> [INPUT DATA]
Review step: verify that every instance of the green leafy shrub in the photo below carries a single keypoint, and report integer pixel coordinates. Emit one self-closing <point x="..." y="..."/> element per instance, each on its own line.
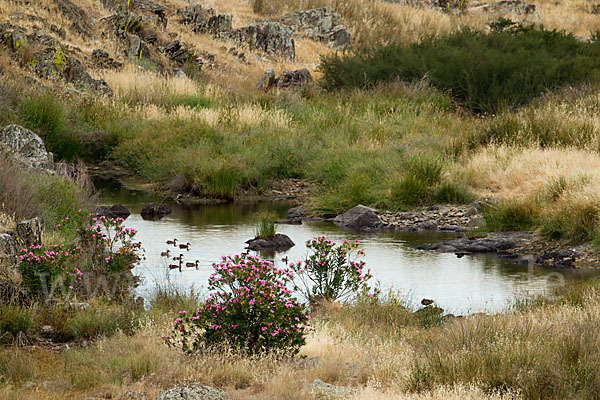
<point x="486" y="72"/>
<point x="330" y="273"/>
<point x="250" y="308"/>
<point x="103" y="250"/>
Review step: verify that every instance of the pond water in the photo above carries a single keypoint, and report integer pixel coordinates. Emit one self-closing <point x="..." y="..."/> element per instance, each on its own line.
<point x="459" y="285"/>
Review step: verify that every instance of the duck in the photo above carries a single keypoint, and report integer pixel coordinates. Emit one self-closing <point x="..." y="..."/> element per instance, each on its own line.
<point x="175" y="266"/>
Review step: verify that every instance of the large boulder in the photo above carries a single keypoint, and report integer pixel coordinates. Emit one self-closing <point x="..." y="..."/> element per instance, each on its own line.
<point x="280" y="242"/>
<point x="320" y="24"/>
<point x="193" y="391"/>
<point x="360" y="218"/>
<point x="271" y="38"/>
<point x="25" y="148"/>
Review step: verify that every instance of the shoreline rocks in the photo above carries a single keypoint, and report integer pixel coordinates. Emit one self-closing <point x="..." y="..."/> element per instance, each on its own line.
<point x="359" y="218"/>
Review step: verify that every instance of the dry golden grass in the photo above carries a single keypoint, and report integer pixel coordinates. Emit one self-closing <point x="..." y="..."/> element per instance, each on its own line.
<point x="509" y="173"/>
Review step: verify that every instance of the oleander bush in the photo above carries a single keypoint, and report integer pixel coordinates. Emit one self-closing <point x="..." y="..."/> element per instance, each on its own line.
<point x="250" y="308"/>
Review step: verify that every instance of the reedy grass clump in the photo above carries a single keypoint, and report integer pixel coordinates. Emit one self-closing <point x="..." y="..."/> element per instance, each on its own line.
<point x="486" y="72"/>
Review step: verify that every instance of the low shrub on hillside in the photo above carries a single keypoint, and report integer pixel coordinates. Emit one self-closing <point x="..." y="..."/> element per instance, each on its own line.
<point x="486" y="72"/>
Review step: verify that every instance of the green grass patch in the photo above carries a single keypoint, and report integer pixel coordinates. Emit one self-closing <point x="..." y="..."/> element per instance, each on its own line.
<point x="485" y="71"/>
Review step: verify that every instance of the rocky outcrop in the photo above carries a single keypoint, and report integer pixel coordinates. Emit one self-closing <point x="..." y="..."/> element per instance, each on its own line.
<point x="271" y="38"/>
<point x="153" y="211"/>
<point x="204" y="20"/>
<point x="280" y="242"/>
<point x="507" y="7"/>
<point x="102" y="60"/>
<point x="193" y="391"/>
<point x="50" y="59"/>
<point x="25" y="148"/>
<point x="29" y="232"/>
<point x="320" y="24"/>
<point x="75" y="14"/>
<point x="288" y="79"/>
<point x="359" y="218"/>
<point x="153" y="12"/>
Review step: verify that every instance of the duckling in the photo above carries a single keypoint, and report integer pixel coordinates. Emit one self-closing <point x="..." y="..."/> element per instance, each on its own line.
<point x="174" y="266"/>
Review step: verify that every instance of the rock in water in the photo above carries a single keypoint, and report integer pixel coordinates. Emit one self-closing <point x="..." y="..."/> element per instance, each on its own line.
<point x="117" y="210"/>
<point x="26" y="148"/>
<point x="153" y="210"/>
<point x="280" y="242"/>
<point x="193" y="391"/>
<point x="360" y="218"/>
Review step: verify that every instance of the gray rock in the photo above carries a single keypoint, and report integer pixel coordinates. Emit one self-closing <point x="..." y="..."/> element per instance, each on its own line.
<point x="322" y="390"/>
<point x="294" y="79"/>
<point x="153" y="210"/>
<point x="267" y="81"/>
<point x="50" y="59"/>
<point x="75" y="14"/>
<point x="279" y="243"/>
<point x="26" y="148"/>
<point x="272" y="38"/>
<point x="467" y="246"/>
<point x="193" y="391"/>
<point x="114" y="211"/>
<point x="30" y="232"/>
<point x="360" y="218"/>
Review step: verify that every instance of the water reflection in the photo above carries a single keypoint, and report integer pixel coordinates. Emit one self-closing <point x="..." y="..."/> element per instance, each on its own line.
<point x="459" y="285"/>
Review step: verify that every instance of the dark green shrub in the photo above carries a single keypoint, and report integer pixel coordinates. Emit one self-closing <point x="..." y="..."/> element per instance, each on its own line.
<point x="486" y="72"/>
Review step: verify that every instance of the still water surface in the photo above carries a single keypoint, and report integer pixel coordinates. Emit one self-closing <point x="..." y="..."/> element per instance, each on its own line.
<point x="459" y="285"/>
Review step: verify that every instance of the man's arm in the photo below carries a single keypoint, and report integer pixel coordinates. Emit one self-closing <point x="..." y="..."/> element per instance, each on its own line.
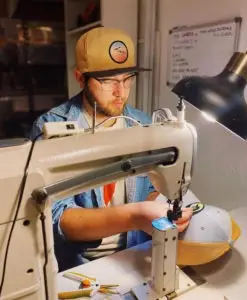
<point x="89" y="224"/>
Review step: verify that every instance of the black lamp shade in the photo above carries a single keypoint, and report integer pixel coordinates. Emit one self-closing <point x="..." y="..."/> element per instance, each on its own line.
<point x="221" y="96"/>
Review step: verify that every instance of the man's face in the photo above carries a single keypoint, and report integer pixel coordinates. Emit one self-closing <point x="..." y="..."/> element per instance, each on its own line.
<point x="109" y="93"/>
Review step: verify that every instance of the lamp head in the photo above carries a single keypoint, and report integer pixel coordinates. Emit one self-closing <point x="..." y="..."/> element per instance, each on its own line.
<point x="222" y="96"/>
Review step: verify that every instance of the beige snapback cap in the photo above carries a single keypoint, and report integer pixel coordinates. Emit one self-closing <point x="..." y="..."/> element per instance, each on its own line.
<point x="105" y="52"/>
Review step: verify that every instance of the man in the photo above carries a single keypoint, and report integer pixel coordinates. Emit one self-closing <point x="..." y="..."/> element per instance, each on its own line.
<point x="104" y="220"/>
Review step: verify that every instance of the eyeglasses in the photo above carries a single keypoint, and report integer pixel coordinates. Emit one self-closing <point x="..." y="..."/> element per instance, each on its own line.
<point x="109" y="84"/>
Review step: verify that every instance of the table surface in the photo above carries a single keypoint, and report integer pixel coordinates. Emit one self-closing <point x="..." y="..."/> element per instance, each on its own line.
<point x="129" y="268"/>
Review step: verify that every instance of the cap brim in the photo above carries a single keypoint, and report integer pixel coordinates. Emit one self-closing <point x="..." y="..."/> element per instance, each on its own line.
<point x="113" y="72"/>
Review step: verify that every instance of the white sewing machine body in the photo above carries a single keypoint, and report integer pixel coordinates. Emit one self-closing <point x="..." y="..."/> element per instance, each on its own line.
<point x="65" y="166"/>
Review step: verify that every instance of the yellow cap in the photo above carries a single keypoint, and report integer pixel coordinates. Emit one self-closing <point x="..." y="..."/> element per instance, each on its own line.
<point x="105" y="52"/>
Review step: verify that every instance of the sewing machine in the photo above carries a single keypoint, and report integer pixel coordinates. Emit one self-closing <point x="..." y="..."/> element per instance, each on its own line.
<point x="69" y="161"/>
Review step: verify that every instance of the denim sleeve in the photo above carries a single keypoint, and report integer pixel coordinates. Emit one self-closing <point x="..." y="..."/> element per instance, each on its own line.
<point x="59" y="206"/>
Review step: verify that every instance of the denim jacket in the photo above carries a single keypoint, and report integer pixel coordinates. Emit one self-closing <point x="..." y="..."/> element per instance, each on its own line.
<point x="69" y="253"/>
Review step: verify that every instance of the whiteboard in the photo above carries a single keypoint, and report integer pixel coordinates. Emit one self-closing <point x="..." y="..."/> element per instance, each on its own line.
<point x="202" y="49"/>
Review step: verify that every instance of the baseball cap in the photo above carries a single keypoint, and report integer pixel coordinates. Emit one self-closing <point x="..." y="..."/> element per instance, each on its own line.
<point x="211" y="233"/>
<point x="105" y="52"/>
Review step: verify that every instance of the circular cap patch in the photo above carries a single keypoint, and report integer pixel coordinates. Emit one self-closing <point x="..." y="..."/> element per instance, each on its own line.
<point x="118" y="52"/>
<point x="197" y="207"/>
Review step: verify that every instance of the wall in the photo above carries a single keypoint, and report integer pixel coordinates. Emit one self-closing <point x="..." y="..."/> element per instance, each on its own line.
<point x="221" y="169"/>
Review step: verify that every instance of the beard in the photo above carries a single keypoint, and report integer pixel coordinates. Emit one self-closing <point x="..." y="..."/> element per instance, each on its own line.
<point x="108" y="110"/>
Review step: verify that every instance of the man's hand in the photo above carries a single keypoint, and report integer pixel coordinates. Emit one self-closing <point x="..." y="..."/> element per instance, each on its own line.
<point x="150" y="210"/>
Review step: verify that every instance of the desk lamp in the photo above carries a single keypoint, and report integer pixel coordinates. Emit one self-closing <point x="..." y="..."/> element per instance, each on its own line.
<point x="220" y="97"/>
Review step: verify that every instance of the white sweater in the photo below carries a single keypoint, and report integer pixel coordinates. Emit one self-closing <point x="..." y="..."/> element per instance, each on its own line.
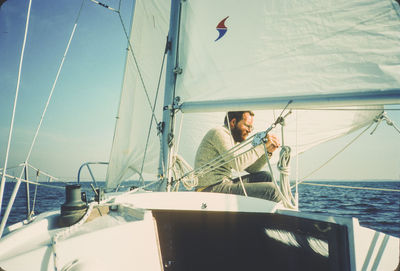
<point x="217" y="142"/>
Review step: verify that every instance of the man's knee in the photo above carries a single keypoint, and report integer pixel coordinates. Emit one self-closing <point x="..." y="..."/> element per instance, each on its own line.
<point x="261" y="176"/>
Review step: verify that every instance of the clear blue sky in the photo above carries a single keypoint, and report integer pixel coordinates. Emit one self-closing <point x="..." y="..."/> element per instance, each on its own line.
<point x="80" y="121"/>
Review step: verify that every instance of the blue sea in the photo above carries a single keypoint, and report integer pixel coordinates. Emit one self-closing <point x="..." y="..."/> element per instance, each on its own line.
<point x="378" y="210"/>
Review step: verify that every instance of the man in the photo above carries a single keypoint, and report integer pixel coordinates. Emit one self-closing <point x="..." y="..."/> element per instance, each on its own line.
<point x="218" y="141"/>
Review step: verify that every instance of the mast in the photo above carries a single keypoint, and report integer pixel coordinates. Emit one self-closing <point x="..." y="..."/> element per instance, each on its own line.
<point x="169" y="97"/>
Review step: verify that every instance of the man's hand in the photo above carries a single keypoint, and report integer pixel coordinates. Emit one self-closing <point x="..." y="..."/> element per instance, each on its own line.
<point x="272" y="143"/>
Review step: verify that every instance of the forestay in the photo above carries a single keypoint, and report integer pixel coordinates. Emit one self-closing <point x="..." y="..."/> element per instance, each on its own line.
<point x="270" y="49"/>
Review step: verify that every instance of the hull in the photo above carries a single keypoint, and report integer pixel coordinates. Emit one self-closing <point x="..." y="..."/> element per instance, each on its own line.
<point x="195" y="231"/>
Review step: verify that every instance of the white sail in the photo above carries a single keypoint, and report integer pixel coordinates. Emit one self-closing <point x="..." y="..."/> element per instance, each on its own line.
<point x="148" y="39"/>
<point x="287" y="48"/>
<point x="283" y="49"/>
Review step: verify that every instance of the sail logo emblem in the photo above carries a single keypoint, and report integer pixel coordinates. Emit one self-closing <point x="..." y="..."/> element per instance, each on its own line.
<point x="221" y="28"/>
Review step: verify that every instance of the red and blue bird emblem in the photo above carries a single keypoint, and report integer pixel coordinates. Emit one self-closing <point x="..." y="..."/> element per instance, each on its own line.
<point x="221" y="28"/>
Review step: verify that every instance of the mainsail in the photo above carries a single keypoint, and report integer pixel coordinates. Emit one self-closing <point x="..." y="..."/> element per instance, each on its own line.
<point x="270" y="49"/>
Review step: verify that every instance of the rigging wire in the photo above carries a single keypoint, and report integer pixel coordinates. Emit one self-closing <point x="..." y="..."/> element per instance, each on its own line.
<point x="336" y="154"/>
<point x="3" y="178"/>
<point x="133" y="57"/>
<point x="354" y="187"/>
<point x="151" y="121"/>
<point x="377" y="120"/>
<point x="16" y="187"/>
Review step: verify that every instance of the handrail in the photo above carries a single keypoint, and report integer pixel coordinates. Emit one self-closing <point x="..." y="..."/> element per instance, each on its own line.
<point x="90" y="171"/>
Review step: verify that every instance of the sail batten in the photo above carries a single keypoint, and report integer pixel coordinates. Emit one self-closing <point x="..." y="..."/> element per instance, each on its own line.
<point x="386" y="97"/>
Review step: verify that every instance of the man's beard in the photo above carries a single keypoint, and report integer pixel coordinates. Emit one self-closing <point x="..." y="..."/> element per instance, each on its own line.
<point x="237" y="134"/>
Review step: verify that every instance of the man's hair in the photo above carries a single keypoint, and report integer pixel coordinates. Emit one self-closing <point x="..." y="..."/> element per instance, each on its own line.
<point x="238" y="115"/>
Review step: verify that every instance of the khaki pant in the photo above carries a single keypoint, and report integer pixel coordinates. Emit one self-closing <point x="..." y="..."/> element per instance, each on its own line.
<point x="257" y="185"/>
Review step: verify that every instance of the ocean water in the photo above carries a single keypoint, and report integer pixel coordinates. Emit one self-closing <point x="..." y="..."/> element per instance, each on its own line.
<point x="378" y="210"/>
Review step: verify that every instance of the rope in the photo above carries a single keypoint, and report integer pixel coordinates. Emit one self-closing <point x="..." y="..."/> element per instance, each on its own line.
<point x="336" y="154"/>
<point x="66" y="232"/>
<point x="354" y="187"/>
<point x="284" y="169"/>
<point x="35" y="183"/>
<point x="151" y="121"/>
<point x="377" y="119"/>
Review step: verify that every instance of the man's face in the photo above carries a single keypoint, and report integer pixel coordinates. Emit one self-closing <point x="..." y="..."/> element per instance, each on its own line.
<point x="241" y="129"/>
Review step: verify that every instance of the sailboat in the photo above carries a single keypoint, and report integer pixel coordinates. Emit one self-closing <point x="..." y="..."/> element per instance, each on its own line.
<point x="310" y="70"/>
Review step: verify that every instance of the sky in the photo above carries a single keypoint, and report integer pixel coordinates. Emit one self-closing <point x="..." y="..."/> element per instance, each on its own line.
<point x="80" y="120"/>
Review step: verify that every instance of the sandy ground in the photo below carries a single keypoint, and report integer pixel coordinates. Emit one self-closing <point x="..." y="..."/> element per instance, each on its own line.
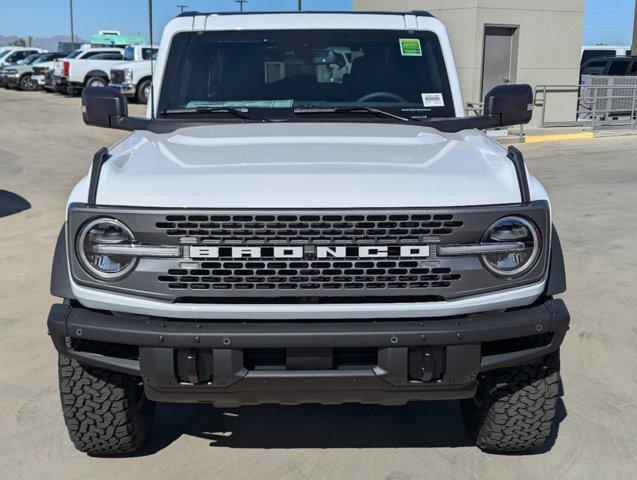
<point x="45" y="149"/>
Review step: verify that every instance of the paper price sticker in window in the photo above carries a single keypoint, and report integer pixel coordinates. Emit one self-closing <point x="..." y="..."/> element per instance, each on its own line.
<point x="410" y="47"/>
<point x="433" y="100"/>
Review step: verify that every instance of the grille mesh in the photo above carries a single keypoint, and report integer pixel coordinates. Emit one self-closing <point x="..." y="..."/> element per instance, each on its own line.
<point x="117" y="76"/>
<point x="310" y="275"/>
<point x="393" y="275"/>
<point x="309" y="229"/>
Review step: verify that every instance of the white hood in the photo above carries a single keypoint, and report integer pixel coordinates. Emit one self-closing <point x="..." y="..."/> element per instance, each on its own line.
<point x="307" y="165"/>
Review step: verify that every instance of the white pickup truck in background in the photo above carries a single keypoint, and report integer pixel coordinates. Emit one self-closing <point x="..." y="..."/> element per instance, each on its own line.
<point x="134" y="78"/>
<point x="92" y="66"/>
<point x="86" y="66"/>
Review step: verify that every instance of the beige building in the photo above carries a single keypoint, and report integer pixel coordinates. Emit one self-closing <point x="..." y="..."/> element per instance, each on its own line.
<point x="508" y="41"/>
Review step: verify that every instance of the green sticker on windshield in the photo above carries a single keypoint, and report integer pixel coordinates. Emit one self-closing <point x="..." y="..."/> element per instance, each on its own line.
<point x="410" y="47"/>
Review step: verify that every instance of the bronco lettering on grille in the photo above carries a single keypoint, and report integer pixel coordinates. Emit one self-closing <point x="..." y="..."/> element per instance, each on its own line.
<point x="382" y="251"/>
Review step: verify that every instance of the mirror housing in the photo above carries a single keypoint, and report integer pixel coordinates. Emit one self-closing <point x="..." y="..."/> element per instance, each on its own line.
<point x="510" y="104"/>
<point x="107" y="107"/>
<point x="102" y="105"/>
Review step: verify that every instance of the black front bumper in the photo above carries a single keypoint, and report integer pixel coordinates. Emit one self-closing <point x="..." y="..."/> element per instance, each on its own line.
<point x="191" y="361"/>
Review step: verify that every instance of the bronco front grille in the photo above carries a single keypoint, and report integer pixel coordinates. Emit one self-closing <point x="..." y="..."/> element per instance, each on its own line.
<point x="351" y="276"/>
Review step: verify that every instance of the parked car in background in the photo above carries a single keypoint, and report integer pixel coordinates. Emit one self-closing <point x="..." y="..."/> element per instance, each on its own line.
<point x="611" y="66"/>
<point x="20" y="74"/>
<point x="40" y="67"/>
<point x="12" y="55"/>
<point x="133" y="78"/>
<point x="597" y="51"/>
<point x="83" y="67"/>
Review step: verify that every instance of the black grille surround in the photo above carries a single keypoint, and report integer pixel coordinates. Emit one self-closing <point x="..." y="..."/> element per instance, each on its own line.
<point x="311" y="279"/>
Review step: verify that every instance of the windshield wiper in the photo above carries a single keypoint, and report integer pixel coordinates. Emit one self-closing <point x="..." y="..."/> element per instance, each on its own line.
<point x="243" y="113"/>
<point x="356" y="109"/>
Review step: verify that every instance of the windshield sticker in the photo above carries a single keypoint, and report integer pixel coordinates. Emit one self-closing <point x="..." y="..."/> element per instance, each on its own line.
<point x="410" y="47"/>
<point x="433" y="100"/>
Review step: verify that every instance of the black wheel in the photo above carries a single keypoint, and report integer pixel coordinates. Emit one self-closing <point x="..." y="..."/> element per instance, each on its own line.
<point x="106" y="413"/>
<point x="25" y="82"/>
<point x="96" y="82"/>
<point x="143" y="91"/>
<point x="513" y="409"/>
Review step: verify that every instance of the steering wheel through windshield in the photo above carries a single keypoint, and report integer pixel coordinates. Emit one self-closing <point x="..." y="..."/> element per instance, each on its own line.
<point x="381" y="95"/>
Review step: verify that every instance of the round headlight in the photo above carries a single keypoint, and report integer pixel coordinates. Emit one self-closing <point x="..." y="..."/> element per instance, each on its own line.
<point x="104" y="231"/>
<point x="512" y="230"/>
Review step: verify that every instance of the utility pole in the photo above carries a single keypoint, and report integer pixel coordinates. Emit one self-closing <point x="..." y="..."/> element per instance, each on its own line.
<point x="152" y="62"/>
<point x="633" y="51"/>
<point x="72" y="32"/>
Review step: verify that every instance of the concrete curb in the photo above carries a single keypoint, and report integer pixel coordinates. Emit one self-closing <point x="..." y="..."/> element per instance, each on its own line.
<point x="560" y="137"/>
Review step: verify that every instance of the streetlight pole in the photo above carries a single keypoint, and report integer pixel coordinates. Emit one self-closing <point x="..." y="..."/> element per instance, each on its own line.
<point x="634" y="49"/>
<point x="72" y="32"/>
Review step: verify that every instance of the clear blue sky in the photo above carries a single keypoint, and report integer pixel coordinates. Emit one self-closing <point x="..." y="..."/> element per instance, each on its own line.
<point x="607" y="21"/>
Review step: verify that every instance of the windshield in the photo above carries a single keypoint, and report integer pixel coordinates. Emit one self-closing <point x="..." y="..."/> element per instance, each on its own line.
<point x="30" y="59"/>
<point x="398" y="71"/>
<point x="129" y="54"/>
<point x="74" y="54"/>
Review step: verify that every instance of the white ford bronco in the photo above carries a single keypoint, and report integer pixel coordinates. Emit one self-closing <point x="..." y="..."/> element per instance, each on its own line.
<point x="307" y="215"/>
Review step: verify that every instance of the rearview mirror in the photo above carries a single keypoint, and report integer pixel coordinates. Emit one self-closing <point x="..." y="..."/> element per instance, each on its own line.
<point x="103" y="106"/>
<point x="107" y="107"/>
<point x="513" y="104"/>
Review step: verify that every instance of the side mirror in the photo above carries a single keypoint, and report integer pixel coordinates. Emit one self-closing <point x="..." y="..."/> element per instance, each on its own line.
<point x="103" y="106"/>
<point x="513" y="104"/>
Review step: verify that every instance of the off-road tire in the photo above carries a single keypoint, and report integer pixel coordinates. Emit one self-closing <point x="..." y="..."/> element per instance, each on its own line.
<point x="25" y="82"/>
<point x="513" y="409"/>
<point x="105" y="412"/>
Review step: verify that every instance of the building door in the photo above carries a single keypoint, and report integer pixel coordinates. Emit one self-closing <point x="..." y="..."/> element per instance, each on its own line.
<point x="500" y="57"/>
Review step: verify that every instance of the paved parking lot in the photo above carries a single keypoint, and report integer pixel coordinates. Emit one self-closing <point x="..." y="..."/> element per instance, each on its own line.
<point x="45" y="149"/>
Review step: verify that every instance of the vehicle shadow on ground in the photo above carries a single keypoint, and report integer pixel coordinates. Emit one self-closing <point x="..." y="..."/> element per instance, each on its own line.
<point x="415" y="425"/>
<point x="10" y="203"/>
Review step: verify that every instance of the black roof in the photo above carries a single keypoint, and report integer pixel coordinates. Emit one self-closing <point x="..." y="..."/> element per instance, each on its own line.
<point x="419" y="13"/>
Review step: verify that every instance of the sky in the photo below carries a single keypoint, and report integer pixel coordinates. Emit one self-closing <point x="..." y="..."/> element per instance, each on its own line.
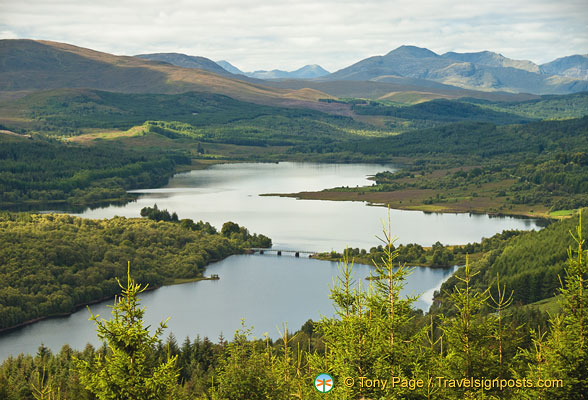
<point x="268" y="34"/>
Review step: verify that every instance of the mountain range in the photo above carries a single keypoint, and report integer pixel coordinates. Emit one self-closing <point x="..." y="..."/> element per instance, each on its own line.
<point x="406" y="75"/>
<point x="480" y="71"/>
<point x="484" y="70"/>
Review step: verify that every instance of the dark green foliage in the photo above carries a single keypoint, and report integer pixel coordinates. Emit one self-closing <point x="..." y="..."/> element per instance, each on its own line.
<point x="128" y="369"/>
<point x="156" y="214"/>
<point x="440" y="110"/>
<point x="532" y="274"/>
<point x="51" y="264"/>
<point x="45" y="171"/>
<point x="373" y="334"/>
<point x="547" y="107"/>
<point x="483" y="139"/>
<point x="208" y="117"/>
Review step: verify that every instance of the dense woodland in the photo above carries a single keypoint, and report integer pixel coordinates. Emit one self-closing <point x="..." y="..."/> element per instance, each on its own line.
<point x="478" y="349"/>
<point x="541" y="163"/>
<point x="45" y="171"/>
<point x="51" y="264"/>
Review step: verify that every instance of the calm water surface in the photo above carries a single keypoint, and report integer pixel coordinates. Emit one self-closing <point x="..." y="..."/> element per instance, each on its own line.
<point x="267" y="290"/>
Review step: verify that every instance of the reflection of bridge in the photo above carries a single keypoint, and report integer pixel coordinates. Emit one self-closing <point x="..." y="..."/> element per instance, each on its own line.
<point x="280" y="251"/>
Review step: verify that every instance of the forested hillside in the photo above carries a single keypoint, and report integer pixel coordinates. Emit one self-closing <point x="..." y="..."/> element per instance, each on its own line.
<point x="38" y="172"/>
<point x="51" y="263"/>
<point x="374" y="347"/>
<point x="530" y="263"/>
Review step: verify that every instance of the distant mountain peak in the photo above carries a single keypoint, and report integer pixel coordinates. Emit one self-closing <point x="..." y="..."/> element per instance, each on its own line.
<point x="412" y="51"/>
<point x="230" y="67"/>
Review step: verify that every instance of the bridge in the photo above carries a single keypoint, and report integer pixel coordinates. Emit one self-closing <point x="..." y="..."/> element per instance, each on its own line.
<point x="279" y="252"/>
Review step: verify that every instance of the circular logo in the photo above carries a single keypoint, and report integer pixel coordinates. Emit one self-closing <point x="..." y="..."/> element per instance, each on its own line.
<point x="323" y="383"/>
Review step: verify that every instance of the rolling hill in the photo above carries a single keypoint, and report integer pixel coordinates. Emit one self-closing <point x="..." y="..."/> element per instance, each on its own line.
<point x="185" y="61"/>
<point x="479" y="71"/>
<point x="29" y="65"/>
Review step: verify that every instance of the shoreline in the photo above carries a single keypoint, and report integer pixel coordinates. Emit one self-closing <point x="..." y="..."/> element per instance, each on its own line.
<point x="78" y="307"/>
<point x="378" y="200"/>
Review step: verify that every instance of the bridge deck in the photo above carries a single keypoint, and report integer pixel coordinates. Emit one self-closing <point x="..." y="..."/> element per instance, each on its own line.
<point x="256" y="249"/>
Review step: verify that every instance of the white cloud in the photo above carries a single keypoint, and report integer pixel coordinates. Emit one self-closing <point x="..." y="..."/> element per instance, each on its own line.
<point x="265" y="34"/>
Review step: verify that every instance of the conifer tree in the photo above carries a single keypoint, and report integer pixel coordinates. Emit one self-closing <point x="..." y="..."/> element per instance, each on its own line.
<point x="563" y="355"/>
<point x="129" y="370"/>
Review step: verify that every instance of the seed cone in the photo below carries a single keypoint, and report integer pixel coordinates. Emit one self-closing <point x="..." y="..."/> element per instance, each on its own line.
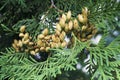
<point x="22" y="29"/>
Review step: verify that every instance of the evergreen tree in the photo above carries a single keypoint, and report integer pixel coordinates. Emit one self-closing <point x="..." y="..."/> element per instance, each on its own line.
<point x="45" y="40"/>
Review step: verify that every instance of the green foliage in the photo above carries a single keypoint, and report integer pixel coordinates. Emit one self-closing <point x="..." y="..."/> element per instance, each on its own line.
<point x="104" y="62"/>
<point x="19" y="66"/>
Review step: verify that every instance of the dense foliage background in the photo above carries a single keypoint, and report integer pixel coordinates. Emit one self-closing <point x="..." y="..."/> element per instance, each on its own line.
<point x="39" y="14"/>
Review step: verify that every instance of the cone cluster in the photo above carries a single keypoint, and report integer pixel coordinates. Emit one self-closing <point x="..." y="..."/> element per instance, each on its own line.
<point x="80" y="26"/>
<point x="44" y="41"/>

> [WHAT IS ASKED] Nothing outside the span should appear: transcribe the lines from the one containing "Review step: verify that every instance of the green foliage" through the last line of the records.

> [SOLUTION TO THE EXERCISE]
Review step: verify that every instance of the green foliage in the photo above carries a single keypoint, and report integer pixel coordinates. Emit one self-closing <point x="..." y="..."/> element per instance, each on its own line.
<point x="104" y="62"/>
<point x="19" y="66"/>
Review step: verify that every instance of the dense foliage background in the photo above carries a single keypoint, and report integer pixel coordinates. Emit one self-closing <point x="..." y="..."/> element per instance, each on its own line.
<point x="39" y="14"/>
Review step: verify that every instance of the cone cluster in the photo above carries a single keypoint, and report integer pixel coordinates. Emit one self-closing <point x="..." y="..."/> element per instance, each on its own line.
<point x="80" y="26"/>
<point x="44" y="41"/>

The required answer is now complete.